*Task objective*:
The expected output is the line with "Task: Find geico" followed by every remaining line of the entries, all repeated exactly.

--------------------------------------------------

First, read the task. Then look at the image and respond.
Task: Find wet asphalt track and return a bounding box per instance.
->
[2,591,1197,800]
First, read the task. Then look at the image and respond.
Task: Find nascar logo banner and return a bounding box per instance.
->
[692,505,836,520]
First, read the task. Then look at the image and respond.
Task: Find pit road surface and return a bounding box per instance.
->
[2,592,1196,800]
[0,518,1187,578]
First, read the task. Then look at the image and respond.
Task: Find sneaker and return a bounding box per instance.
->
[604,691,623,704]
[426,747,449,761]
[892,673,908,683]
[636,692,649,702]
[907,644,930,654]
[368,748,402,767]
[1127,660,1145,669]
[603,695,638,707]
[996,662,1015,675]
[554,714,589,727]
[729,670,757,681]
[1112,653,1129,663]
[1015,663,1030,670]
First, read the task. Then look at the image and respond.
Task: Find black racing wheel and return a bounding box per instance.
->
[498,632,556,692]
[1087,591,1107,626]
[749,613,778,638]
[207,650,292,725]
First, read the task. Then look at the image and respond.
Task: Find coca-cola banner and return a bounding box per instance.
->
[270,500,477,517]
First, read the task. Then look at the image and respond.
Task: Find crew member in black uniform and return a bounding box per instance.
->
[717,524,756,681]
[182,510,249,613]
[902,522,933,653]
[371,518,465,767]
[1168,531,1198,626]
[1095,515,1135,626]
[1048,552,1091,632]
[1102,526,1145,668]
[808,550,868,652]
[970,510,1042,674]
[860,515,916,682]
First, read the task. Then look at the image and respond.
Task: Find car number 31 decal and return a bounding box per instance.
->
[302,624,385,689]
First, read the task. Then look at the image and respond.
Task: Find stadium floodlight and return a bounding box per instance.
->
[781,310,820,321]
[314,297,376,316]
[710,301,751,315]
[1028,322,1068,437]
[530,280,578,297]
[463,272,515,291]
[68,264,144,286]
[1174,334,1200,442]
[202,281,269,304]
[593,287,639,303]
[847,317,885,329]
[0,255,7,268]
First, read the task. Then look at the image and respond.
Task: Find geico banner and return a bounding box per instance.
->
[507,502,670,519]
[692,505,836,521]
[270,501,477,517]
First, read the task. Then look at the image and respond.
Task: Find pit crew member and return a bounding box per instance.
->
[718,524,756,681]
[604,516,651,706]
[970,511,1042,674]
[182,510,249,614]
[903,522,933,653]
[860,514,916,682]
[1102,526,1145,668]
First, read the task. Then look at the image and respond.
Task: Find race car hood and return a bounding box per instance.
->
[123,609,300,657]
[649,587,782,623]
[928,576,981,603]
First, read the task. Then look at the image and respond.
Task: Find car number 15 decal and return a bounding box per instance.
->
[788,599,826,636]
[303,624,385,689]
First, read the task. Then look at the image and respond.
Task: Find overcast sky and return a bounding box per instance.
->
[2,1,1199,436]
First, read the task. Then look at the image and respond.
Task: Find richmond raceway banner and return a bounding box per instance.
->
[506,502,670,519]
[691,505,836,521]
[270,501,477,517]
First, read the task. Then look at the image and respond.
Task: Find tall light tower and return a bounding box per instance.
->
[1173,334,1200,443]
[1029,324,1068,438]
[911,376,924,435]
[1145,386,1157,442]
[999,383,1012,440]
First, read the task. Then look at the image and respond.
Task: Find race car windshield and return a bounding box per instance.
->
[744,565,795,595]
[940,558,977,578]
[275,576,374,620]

--------------------------------------------------

*Solution*:
Task: Find geico banner and return a bounding box per instance.
->
[507,502,670,519]
[692,505,836,521]
[270,501,477,517]
First, read the task. Then look at the image and respond.
Task: Find pit crew member and return a bounding box per instance.
->
[718,524,756,681]
[604,516,651,706]
[970,511,1042,674]
[182,510,249,614]
[903,522,933,653]
[860,514,916,682]
[1102,526,1145,668]
First, read the task. Then look at the image and respond.
Task: Find race car hood and return a bounding box per instance.
->
[123,609,300,657]
[649,587,782,623]
[928,576,981,603]
First, read the task. Then look at the image and respond.
Task: Find car number 15 decal and return a bounding box per instance.
->
[788,599,826,636]
[303,624,385,689]
First, read the task. Then look at the image and respond.
Task: Find overcast sky and return a bounding box per instance.
->
[2,1,1199,436]
First, read the task. Then look at the image and respond.
Task: Find richmond raceway banner and return a bounding box per instance.
->
[506,502,670,519]
[691,505,836,521]
[270,501,477,517]
First, read the task. Then look at the image and respond.
Task: Find tall light tower and return a bounding box per instance.
->
[1173,334,1200,443]
[1029,324,1068,438]
[911,376,924,435]
[1145,386,1157,442]
[999,383,1012,440]
First, read the task. Then look at the image and respond.
Task: Find race car windshield and return a bounding box per instance.
->
[744,565,795,595]
[940,558,977,578]
[275,576,374,620]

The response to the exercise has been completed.